Records provided:
>>>
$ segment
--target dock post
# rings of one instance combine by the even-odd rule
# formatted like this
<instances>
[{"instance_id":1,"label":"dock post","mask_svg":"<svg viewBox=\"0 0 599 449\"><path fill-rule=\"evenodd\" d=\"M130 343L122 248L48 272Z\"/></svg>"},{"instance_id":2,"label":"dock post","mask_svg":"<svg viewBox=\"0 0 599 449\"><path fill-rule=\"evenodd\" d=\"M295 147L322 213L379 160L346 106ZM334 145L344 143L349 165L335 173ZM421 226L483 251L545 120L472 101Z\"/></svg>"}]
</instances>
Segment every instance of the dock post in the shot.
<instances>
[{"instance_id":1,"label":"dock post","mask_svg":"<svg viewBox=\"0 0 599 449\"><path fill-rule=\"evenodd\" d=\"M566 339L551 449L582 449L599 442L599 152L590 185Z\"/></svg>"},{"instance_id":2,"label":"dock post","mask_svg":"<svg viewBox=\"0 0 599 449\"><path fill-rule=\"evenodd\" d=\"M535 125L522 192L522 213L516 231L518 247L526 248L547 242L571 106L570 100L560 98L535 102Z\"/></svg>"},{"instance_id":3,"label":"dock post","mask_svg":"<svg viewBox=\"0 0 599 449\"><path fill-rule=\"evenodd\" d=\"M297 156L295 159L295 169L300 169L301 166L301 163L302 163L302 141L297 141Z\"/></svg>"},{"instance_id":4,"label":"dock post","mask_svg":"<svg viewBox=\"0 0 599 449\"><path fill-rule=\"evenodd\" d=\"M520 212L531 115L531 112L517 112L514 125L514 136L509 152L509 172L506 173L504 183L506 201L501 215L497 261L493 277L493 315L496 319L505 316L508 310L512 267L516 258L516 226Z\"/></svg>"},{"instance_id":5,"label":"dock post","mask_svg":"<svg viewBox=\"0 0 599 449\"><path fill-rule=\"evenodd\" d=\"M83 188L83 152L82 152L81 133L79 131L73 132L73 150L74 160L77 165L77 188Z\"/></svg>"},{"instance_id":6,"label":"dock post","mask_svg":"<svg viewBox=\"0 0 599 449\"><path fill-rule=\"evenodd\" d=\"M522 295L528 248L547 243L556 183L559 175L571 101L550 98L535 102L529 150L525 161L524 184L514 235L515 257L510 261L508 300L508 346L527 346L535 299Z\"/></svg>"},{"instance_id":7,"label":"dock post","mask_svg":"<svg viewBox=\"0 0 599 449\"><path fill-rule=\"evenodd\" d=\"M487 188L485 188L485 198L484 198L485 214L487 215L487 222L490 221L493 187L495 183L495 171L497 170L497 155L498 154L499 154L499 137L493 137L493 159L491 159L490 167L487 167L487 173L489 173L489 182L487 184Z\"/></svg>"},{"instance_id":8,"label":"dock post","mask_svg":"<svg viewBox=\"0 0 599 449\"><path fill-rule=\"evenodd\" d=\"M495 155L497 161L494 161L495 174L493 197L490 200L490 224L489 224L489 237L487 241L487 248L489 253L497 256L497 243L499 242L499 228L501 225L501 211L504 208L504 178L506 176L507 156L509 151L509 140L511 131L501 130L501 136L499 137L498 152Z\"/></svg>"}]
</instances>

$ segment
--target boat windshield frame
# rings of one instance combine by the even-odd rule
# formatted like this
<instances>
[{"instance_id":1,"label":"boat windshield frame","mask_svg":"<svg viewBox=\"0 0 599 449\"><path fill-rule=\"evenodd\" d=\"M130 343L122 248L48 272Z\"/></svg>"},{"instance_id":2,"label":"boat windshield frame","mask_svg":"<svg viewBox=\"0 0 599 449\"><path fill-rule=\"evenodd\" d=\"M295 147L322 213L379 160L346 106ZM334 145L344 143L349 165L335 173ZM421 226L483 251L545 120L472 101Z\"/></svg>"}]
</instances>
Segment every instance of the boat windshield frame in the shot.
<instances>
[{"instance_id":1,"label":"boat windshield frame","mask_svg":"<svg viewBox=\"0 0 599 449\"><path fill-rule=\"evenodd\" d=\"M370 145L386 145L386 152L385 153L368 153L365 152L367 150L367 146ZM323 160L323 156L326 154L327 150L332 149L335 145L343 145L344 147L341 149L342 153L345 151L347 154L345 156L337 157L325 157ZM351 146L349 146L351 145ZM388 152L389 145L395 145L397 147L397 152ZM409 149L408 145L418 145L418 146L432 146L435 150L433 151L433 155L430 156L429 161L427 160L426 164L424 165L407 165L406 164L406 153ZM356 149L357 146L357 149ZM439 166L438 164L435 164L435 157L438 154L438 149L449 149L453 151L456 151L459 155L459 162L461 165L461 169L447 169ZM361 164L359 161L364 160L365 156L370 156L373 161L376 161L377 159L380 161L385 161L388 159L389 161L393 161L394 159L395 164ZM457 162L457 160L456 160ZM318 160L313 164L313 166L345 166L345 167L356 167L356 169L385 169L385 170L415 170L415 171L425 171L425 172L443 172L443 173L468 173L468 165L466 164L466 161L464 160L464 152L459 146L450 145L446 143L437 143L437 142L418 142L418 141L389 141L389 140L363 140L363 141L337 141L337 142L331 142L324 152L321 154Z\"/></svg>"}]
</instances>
<<<
Prompt: Extract each line of the items above that contains the string "target", treating uppercase and lowercase as different.

Response to this task:
--target dock post
--target boat windshield frame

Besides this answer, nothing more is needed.